• _Set exercise_
Rename "keypoint" to "marker" throughout the lines below and leave everything else unchanged. Start at the line that has "Each instance receives one keypoint. Annotate the foal's mane" and stop after the line that has "(1086, 184)", giving back only those lines.

• _Task input_
* * * * * * *
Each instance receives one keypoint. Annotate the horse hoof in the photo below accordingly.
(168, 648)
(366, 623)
* * * * * * *
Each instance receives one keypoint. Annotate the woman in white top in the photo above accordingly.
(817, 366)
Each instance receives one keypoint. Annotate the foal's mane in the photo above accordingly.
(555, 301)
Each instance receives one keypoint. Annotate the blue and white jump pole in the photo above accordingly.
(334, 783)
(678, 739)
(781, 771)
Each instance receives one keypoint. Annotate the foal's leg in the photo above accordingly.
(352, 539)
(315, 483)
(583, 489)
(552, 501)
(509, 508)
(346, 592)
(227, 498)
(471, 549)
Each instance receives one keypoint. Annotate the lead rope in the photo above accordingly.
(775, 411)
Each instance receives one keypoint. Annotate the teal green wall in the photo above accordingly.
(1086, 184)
* * * * * * *
• _Exercise answer_
Each instance receives one marker. Annotate the foal's mane in the photo above accordingly.
(555, 301)
Each instance receives one marker. Annotate the blue and white jump pole in the photo above accordingly.
(334, 783)
(678, 739)
(781, 771)
Each instance receives one marker. Annotate the foal's leg in the photo above accordingly.
(352, 539)
(315, 483)
(583, 489)
(552, 501)
(509, 508)
(346, 592)
(227, 498)
(471, 549)
Each instance receives one marker. Annotate the lead rope in the photo above accordingly.
(775, 411)
Each instance receives one marker. Annotate the teal green wall in the photo above accordingly.
(1086, 184)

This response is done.